# DO THIS
Render the material below as a numbered list, with one line per item and no blank lines, and leave the pictures out.

# STORED ROWS
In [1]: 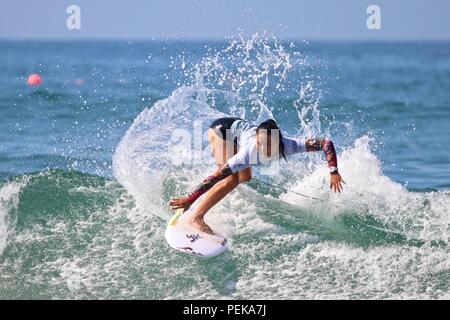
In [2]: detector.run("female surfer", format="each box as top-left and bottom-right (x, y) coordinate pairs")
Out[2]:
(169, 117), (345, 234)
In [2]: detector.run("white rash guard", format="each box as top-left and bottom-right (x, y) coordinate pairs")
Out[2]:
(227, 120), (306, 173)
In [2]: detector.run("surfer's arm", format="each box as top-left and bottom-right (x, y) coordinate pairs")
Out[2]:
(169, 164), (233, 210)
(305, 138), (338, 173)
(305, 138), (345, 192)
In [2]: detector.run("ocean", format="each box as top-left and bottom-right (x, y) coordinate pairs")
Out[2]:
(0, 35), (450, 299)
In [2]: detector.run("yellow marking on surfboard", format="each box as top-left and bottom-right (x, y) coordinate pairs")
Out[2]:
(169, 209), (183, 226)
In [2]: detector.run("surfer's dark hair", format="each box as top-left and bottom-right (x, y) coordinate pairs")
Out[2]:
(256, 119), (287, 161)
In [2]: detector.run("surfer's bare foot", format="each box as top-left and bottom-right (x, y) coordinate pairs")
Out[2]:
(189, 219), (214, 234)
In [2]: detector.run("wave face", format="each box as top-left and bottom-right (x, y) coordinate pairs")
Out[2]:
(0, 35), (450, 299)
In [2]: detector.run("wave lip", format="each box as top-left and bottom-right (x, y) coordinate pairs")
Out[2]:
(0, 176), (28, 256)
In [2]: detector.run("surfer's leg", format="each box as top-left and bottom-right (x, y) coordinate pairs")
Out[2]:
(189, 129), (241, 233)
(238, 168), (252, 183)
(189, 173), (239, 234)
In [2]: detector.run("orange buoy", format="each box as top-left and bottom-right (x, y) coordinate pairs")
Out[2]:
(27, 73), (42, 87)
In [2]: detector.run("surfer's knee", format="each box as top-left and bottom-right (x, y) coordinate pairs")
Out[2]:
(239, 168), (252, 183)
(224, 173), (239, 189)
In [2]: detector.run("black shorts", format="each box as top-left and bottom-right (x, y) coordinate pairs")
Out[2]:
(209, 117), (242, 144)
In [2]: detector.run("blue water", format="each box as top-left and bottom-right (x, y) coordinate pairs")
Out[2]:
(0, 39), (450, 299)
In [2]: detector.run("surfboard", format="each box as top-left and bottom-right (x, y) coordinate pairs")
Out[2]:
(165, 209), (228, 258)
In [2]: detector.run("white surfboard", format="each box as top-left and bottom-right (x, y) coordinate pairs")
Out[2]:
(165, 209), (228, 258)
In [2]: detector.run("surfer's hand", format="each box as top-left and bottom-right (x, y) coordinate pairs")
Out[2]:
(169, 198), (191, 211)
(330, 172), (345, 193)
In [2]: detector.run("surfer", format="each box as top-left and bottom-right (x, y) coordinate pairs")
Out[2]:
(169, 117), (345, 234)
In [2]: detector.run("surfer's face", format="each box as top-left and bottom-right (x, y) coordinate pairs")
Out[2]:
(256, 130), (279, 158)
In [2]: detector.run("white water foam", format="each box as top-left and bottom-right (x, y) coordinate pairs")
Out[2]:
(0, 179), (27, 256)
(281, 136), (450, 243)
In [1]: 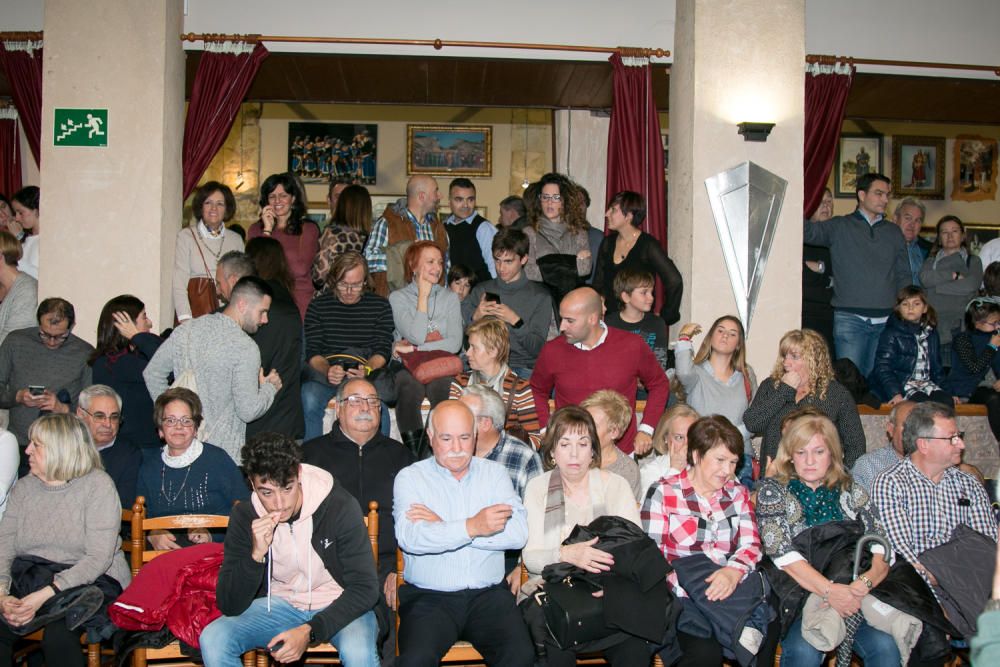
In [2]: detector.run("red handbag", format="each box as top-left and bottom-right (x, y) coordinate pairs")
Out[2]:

# THE ANSWER
1. In [1]: 
2. In [2]: detector.run("female surfer", format="each box as top-left and bottom-right (x, y) coordinate pairs")
3. Out[2]:
4. (169, 117), (345, 234)
5. In [2]: detector.run("white rash guard", format="each box as top-left and bottom-right (x, y) coordinate pairs")
6. Out[2]:
7. (227, 120), (306, 173)
8. In [2]: detector.run("surfer's arm", format="each box as top-left and bottom-right (x, y) coordinate pairs")
9. Out[2]:
10. (169, 164), (233, 210)
11. (305, 138), (338, 173)
12. (305, 138), (345, 192)
13. In [2]: detector.run("ocean", format="each box as top-left and bottom-right (x, y) coordinate pairs")
14. Out[2]:
15. (0, 35), (450, 299)
16. In [2]: detector.run("yellow marking on surfboard", format="each box as top-left and bottom-right (x, y) coordinate pairs")
17. Out[2]:
18. (169, 209), (183, 226)
19. In [2]: detector.run("surfer's dark hair", format="each box as top-left and bottom-right (x, y) coordinate pairs")
20. Out[2]:
21. (256, 119), (287, 161)
22. In [2]: detector.run("surfer's bare foot", format="each box as top-left and bottom-right (x, y) coordinate pairs")
23. Out[2]:
24. (189, 219), (214, 234)
25. In [2]: detector.run("wave face", format="each box as top-left and bottom-right (x, y) coordinate pairs")
26. Out[2]:
27. (0, 35), (450, 299)
28. In [2]: detector.run("wave lip", format="each box as top-left and bottom-right (x, y) coordinate pairs")
29. Out[2]:
30. (0, 176), (28, 256)
31. In [2]: detector.run("surfer's leg", format="each box as top-left and bottom-right (x, y) coordinate pairs")
32. Out[2]:
33. (189, 129), (241, 233)
34. (238, 168), (252, 183)
35. (189, 173), (239, 234)
36. In [2]: detector.run("orange buoy", format="each box as top-left and bottom-right (x, y) coordinate pairs")
37. Out[2]:
38. (27, 73), (42, 87)
39. In [2]: detector.run("surfer's knee", format="each box as top-left and bottom-right (x, y) coordinate pairs")
40. Out[2]:
41. (239, 168), (252, 183)
42. (224, 173), (239, 189)
43. In [2]: detector.run("black shorts", format="each box as top-left and bottom-right (x, y) coordinate pairs")
44. Out[2]:
45. (209, 117), (242, 144)
46. In [2]: detector.run("blue water", format="each box as top-left and bottom-right (x, y) coordinate pairs")
47. Out[2]:
48. (0, 39), (450, 299)
49. In [2]: detector.run("surfboard", format="each box as top-left and bottom-right (x, y) coordinate pairs")
50. Out[2]:
51. (165, 209), (228, 258)
52. In [2]: detector.run("white surfboard", format="each box as top-left and bottom-right (x, y) coordinate pairs")
53. Out[2]:
54. (165, 209), (228, 258)
55. In [2]: detector.run("surfer's hand", format="each box as top-left and bottom-right (x, y) coordinate pairs")
56. Out[2]:
57. (169, 198), (191, 211)
58. (330, 172), (345, 193)
59. In [2]: detector.run("surfer", format="each box as top-left and bottom-right (x, y) coordinate pairs")
60. Out[2]:
61. (169, 117), (345, 234)
62. In [2]: detector.run("surfer's face", format="each box as top-left and bottom-right (x, y) coordinate pairs")
63. Out[2]:
64. (256, 130), (279, 158)
65. In [2]: detector.run("white water foam", format="each box as top-left and bottom-right (x, y) coordinate pairs")
66. Out[2]:
67. (0, 179), (27, 256)
68. (281, 136), (450, 243)
69. In [1]: 
70. In [2]: detector.run("red handbag", format="each box as top-left and bottom-right (x, y) coordinate pairs")
71. Out[2]:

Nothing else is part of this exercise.